— Task goal —
Could you transcribe the material below exactly, without leaving out a single line?

[Location labeling records]
--------------------

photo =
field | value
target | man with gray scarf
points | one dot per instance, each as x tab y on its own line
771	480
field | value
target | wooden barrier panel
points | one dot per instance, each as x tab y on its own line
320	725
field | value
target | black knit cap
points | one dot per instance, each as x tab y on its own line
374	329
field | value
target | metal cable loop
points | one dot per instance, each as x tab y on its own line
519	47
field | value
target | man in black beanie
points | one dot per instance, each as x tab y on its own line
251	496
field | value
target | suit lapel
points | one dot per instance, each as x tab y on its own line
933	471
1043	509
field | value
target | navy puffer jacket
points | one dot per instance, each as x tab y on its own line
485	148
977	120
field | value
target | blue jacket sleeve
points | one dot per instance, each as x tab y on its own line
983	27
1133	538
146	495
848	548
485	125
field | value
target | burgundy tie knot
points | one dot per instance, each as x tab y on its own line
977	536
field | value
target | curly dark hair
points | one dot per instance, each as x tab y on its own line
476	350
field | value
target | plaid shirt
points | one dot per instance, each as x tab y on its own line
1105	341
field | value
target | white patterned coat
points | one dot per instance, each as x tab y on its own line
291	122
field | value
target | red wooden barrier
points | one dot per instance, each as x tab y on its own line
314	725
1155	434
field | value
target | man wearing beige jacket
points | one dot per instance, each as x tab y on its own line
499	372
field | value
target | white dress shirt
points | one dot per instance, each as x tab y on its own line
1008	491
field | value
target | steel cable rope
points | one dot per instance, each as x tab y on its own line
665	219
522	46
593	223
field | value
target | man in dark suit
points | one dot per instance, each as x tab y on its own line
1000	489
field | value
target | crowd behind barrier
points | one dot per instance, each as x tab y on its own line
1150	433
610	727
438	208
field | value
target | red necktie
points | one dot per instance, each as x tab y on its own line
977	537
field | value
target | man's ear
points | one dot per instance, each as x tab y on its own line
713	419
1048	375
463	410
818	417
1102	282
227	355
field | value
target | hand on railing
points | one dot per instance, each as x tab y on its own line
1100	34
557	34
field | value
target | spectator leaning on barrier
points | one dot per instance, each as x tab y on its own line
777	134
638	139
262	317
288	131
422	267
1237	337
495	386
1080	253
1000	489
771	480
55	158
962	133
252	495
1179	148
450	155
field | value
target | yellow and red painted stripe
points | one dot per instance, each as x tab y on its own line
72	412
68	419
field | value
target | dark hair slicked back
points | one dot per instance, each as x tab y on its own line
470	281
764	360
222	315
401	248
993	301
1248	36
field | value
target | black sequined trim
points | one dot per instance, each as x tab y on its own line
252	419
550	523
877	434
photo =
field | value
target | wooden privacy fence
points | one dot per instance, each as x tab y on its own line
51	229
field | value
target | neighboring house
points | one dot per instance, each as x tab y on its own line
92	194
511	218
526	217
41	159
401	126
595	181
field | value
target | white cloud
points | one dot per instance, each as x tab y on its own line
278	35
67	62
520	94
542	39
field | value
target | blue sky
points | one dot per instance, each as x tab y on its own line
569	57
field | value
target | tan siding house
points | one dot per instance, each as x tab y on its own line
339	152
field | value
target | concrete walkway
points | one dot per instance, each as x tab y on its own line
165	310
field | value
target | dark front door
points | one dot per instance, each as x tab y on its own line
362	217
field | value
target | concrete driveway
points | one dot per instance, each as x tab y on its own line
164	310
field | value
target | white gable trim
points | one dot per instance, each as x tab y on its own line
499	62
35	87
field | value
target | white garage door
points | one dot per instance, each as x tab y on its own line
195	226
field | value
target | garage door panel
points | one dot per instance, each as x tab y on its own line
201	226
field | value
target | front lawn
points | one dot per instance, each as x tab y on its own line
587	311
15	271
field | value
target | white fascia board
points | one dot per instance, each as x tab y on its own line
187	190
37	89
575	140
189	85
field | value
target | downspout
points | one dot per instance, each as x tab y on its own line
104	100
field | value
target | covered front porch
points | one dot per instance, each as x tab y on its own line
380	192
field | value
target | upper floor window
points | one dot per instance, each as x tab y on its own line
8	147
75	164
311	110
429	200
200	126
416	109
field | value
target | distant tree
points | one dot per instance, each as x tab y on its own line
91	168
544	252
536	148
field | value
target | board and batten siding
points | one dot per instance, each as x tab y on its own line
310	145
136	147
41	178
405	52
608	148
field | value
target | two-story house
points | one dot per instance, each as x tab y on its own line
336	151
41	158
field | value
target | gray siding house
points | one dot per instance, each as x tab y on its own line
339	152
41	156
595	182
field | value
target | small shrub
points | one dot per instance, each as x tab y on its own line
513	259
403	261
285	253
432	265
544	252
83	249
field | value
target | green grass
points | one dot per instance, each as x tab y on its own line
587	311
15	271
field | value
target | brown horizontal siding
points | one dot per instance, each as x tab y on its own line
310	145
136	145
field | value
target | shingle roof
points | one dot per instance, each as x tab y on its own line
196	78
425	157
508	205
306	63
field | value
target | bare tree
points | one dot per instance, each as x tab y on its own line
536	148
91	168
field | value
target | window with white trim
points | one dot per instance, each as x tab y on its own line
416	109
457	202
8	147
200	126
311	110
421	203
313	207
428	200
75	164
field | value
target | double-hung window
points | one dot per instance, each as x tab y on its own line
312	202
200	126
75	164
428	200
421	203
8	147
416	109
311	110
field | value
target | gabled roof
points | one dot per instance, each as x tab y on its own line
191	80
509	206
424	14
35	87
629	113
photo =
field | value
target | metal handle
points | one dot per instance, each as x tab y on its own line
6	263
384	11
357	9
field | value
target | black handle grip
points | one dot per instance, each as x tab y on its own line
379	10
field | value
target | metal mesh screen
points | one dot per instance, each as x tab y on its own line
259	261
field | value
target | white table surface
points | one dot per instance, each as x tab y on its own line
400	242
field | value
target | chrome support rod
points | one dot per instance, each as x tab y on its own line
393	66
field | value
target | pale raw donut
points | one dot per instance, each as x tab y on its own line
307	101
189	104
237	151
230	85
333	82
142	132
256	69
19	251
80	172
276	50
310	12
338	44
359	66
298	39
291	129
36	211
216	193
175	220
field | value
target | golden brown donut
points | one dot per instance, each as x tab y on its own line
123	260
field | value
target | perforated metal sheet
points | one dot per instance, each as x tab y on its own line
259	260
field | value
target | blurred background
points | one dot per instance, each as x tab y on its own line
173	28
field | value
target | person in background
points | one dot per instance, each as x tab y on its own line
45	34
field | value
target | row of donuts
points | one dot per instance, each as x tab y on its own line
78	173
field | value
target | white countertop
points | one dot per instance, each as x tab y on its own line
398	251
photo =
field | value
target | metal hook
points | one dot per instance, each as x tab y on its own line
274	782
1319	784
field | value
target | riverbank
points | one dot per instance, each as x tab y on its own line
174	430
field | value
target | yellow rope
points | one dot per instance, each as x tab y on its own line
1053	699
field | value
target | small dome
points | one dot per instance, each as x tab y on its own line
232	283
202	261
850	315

--------------------

— Result of this task —
photo =
field | value
target | man with gray scarf
points | one dot per instance, each as x tab y on its own line
771	480
field | value
target | wooden barrier panel
points | one dot per instance, each as x tab y on its own line
320	725
field | value
target | black knit cap
points | one dot per instance, each as x tab y on its own line
374	329
field | value
target | metal cable loop
points | one dot per instance, each as x tab y on its own line
519	47
field | value
target | man in black beanie
points | one dot per instance, each as x tab y on its own line
251	496
field | value
target | suit lapel
points | one dot per instance, each as x tab y on its own line
933	471
1043	509
field | value
target | navy puffer jacket
points | one dot per instance, each as x tab y on its own line
485	148
977	120
field | value
target | blue jacket sleeve
points | one dot per instance, each as x tab y on its own line
983	27
1133	538
146	495
848	548
485	125
field | value
target | burgundy tie knot
points | one dot per instance, each as x tab y on its own line
977	536
field | value
target | curly dark hair
points | one dot per instance, each as x tab y on its own line
476	350
field | value
target | plaid shirt
points | one dot per instance, each as x tab y on its own line
1105	341
field | value
target | white patterned coat
points | one dot per instance, each as x tab y on its own line
291	122
field | value
target | red wooden barrier
points | one dot per instance, each as x tab y on its own line
314	725
1155	434
field | value
target | man wearing beige jacket
points | one dot per instance, each as x tab y on its own line
499	372
field | value
target | white dress shirt
points | one dot per instance, each as x tab y on its own line
1008	491
field | value
target | steel cable rope
points | one dot per instance, each as x tab y on its own line
665	219
522	46
593	223
field | value
target | man in dark suit
points | one dot per instance, each as x tab y on its own line
1000	489
field | value
target | crowd behind barrier
points | one dot per instance, each as x tab y on its own line
1150	433
610	727
438	208
field | value
target | red necktie
points | one dot per instance, each as x tab y on its own line
977	537
field | value
target | man's ear
points | one dot per instance, each as x tab y on its own line
713	419
1048	375
463	410
818	417
1102	282
227	355
field | value
target | hand on railing
points | one dot per instance, each as x tab y on its own line
1100	34
557	34
field | value
target | spectator leaning on barrier
points | one dot per instance, each as x tab y on its own line
777	134
638	139
262	317
288	131
422	267
1237	337
495	386
1080	253
1000	489
771	480
55	158
962	133
252	495
1179	148
450	155
field | value
target | yellow and red painted stripe
points | one dot per instance, each as x tab y on its own line
72	412
68	419
field | value
target | dark hair slicked back
points | one dot per instance, each as x tab y on its own line
470	281
764	360
222	315
401	248
993	301
1248	36
field | value
target | black sequined trim
points | one dot per instance, each as x tab y on its own line
252	419
550	523
877	434
photo =
field | value
target | wooden privacy fence
points | one dot per instance, each as x tab y on its own line
51	229
field | value
target | neighboring house
points | one dot per instance, each as x tab y on its own line
92	194
511	218
526	217
41	159
401	126
595	181
field | value
target | white cloud
points | one dot per instance, each as x tab y on its own line
278	35
67	62
520	94
542	39
field | value
target | blue sky
points | one dot per instance, each as x tab y on its own line
569	57
field | value
target | tan siding house
points | one dot per instance, each as x tab y on its own line
339	152
field | value
target | concrete walkway
points | one dot per instance, each as x tab y on its own line
165	310
field | value
target | dark front door
points | one dot per instance, each as x tab y on its own line
362	217
field | value
target | concrete driveway
points | one dot per instance, each as x tab y on its own line
164	310
field | value
target | white gable trim
points | one dot per instance, each as x tab y on its own line
499	62
35	87
field | value
target | white garage door
points | one dot per instance, each as x tab y on its own line
195	226
field | value
target | garage door panel
points | one dot per instance, each as x tab y on its own line
201	226
field | value
target | front lawn
points | one dot per instance, each as x tab y on its own line
587	311
15	271
field | value
target | white fascia board
points | one dot per instance, each as x tab y on its own line
187	190
37	89
575	140
189	85
field | value
target | downspout
points | one dot per instance, each as x tab y on its own line
104	100
field | value
target | covered front porch
points | one dot per instance, each as x tab y on its own line
380	192
field | value
target | upper floor window
points | one dot per instance, each as x tab y on its own line
8	147
75	164
311	110
429	200
200	126
416	109
field | value
target | distant tree
points | one dot per instance, each as x tab y on its own line
91	168
544	252
536	148
field | value
target | board and batten siding
points | one dot per instance, each as x tab y on its own line
310	145
136	147
41	178
405	52
608	148
field | value
target | two-story house
points | one dot per instance, each as x tab y on its own line
336	151
41	158
field | value
target | gray siding house
points | one dot per instance, each as x tab y on its own line
339	152
41	156
595	182
field | value
target | small shrub
points | one dot per instance, each as x tab y on its own line
513	259
403	261
285	253
432	265
544	252
83	249
field | value
target | green grass
points | one dot per instance, each as x tab y on its own line
587	311
15	271
field | value
target | brown horizontal siding
points | one dot per instance, each as x tab y on its own line
310	145
136	145
field | value
target | shingle roof
points | one dot per instance, each as x tab y on its own line
196	78
425	157
508	205
306	63
field | value
target | bare tree
points | one dot per instance, each as x tab y on its own line
536	148
91	168
field | value
target | window with white trim
points | one dot per instance, each as x tab y on its own line
416	109
457	202
8	147
200	126
311	110
421	203
313	207
428	200
75	164
field | value
target | double-hung window
points | one dot per instance, each as x tab y on its own line
312	202
200	126
75	164
428	200
421	203
8	147
416	109
311	110
field | value
target | gabled roof
points | one dot per instance, each as x tab y on its own line
191	80
509	206
424	14
35	87
629	113
photo =
field | value
target | metal handle
points | one dot per instance, each as x tab y on its own line
6	263
384	11
357	9
field | value
target | black handle grip
points | one dot per instance, each as x tab y on its own line
379	10
field | value
target | metal mesh screen
points | one dot per instance, each as x tab y on its own line
259	261
field | value
target | white table surface
points | one dot per instance, each as x tab y on its own line
400	242
field | value
target | chrome support rod
points | one dot per instance, each as x tab y on its own line
393	66
field | value
target | pale raw donut
points | one dot per instance, each as x tab y on its own line
307	101
189	104
237	151
230	85
333	82
142	132
256	69
19	251
80	172
276	50
310	12
338	44
359	66
298	39
291	129
36	211
216	193
175	220
field | value
target | golden brown donut
points | one dot per instance, each as x tab y on its own line
123	260
field | value
target | perforated metal sheet
points | one dot per instance, each as x tab y on its own line
259	260
field | value
target | blurred background
points | one dot per instance, each as x tab y on its own line
173	28
field | value
target | person in background
points | one dot per instance, each as x tab y on its own line
45	34
field | value
target | row of donuts
points | one dot per instance, each as x tab y on its own line
78	173
field | value
target | white countertop
points | one dot per instance, each as x tab y on its own line
398	251
photo =
field | value
target | metal hook
points | one dot per instance, each as x tab y on its own line
274	782
1319	784
field | value
target | riverbank
points | one dot per instance, each as x tab y on its own line
174	430
field | value
target | yellow rope
points | one dot per instance, each as x tab y on its own line
1053	699
field | value
target | small dome
points | one dot per instance, each as x tab y on its own line
232	283
202	261
850	315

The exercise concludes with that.